Le lieutenant détective Lloyd Klimp de la police de Los Angels attend un agent très spécial sur le petit aéroport de Burbank, à deux heures du matin, à l'écart des éventuels curieux. Il pense aux différentes affaires sur lesquelles il a déjà enquêtées, aux meurtres sordides. Mais rien dans sa carrière n'a entamé sa conviction que le surnaturel n'existe pas. Sauf que le dernier cas arrivé sur son bureau présente des particularités inexplicables et qu'il a été amené à en parler à ses supérieurs qui ont demandé l'aide d'une agence assez particulière elle aussi. C'est ainsi qu'il assiste à l'atterrissage de l'avion spécialement aménagé amenant The Ghoul, un individu massif de 3 mètres de haut. Malgré son expérience professionnelle, Lloyd Klimpt est très impressionné par Ghoul, au point d'en devenir révérencieux, Ghoul en profitant pour le charrier sur sa naïveté apparente, avec des réponses sarcastiques. Klimpt emmène Ghoul vers le petit camion de déménagement qu'il a loué, pour que Ghoul puisse y caser sa masse imposante. Ce dernier lui demande s'il a ramené à manger et Klimpt conduit le véhicule jusqu'à son pavillon situé sous une bretelle d'autoroute urbaine. Chemin faisant, Klimpt explique la raison de la venue de Ghoul.


Klimpt explique qu'on lui avait attribué une affaire de chantage sur une actrice en vogue. En creusant un peu le dossier, il s'était rendu compte que tout avait commencé avec Polly Atwood, célèbre actrice du cinéma muet, ayant réussi à effectuer le passage au parlant sans problème pour sa voix. Il se trouve que sa fille Doris Atwood a également réalisé une brillante carrière d'actrice, possédant les mêmes qualités que sa mère. Ester Atwood est également une actrice de renom, fille de Doris, et petite fille de Polly. En mettant le nez dans ce dossier, Lloyd Klimpt a été frappé par la ressemblance existant entre ces 3 femmes au point d'avoir la conviction qu'elles ne font qu'une, et qu'il est possible d'y voir une intervention surnaturelle. Une fois arrivés chez Klimpt, Ghoul indique qu'il a une course à faire dans une armurerie dont il donne l'adresse à Klimpt. En effet, la date est celle du 30 avril et c'est Walpurgisnacht. Klimpt conduit Ghoul jusqu'à la boutique en question dans un quartier mal famé, avec une enseigne de sexshop. Dans l'arrière-boutique, il fait la connaissance de Jones, dans une pièce couverte d'armes à feu accrochées aux murs. Ghoul choisit une arme pour lui et demande à Jones de fournir un revolver plus sérieux à Klimpt qui n'a que son arme de service.
++++
• **CONSIGNES DE TRAVAIL**:
**a)** D'après l'extrait choisi, pourquoi Klimpt a-t-il loué un petit camion de déménagement pour aller chercher Ghoul ?
**b)** Rassemblez chaque ligne des enregistrements qui contient la chaîne "canopy", en tenant compte de la casse.

• **DONNÉES D'ENTRÉE**:
++++
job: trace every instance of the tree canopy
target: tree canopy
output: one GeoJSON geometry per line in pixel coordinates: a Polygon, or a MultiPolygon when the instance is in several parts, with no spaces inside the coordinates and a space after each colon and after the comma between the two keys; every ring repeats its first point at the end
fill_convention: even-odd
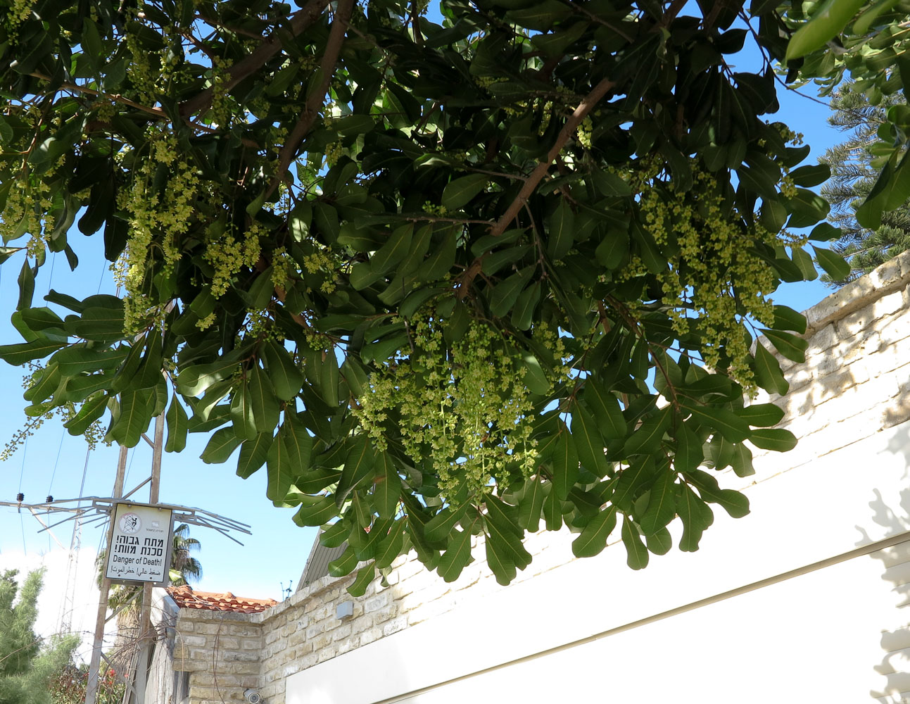
{"type": "Polygon", "coordinates": [[[592,556],[619,524],[638,568],[678,516],[694,550],[709,505],[749,510],[712,470],[793,446],[745,403],[787,390],[754,342],[802,360],[770,296],[846,265],[775,67],[835,81],[841,33],[904,4],[5,4],[0,357],[30,416],[239,448],[298,525],[339,517],[355,593],[411,547],[452,580],[481,533],[503,583],[541,527],[592,556]],[[123,295],[34,301],[76,230],[123,295]]]}
{"type": "MultiPolygon", "coordinates": [[[[841,285],[869,273],[892,257],[910,249],[910,205],[905,201],[895,209],[882,213],[877,230],[864,228],[856,221],[856,209],[872,191],[887,156],[870,151],[878,141],[878,128],[887,124],[887,110],[893,105],[904,105],[901,93],[883,97],[870,105],[869,97],[854,90],[854,84],[840,87],[831,97],[834,111],[830,121],[847,131],[846,138],[827,149],[824,161],[831,168],[831,179],[822,186],[822,195],[831,203],[831,221],[842,231],[832,249],[850,262],[850,275],[841,285]]],[[[826,277],[827,278],[827,277],[826,277]]]]}
{"type": "Polygon", "coordinates": [[[51,679],[69,662],[79,638],[55,638],[42,648],[34,628],[43,572],[30,572],[21,588],[17,574],[0,573],[0,704],[50,704],[51,679]]]}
++++
• **RÉPONSES DONNÉES**:
**a)** Klimpt a loué ce petit camion de déménagement pour que Ghoul, un individu massif de 3 mètres de haut, puisse y caser sa masse imposante.

**b)**
job: trace every instance of the tree canopy
target: tree canopy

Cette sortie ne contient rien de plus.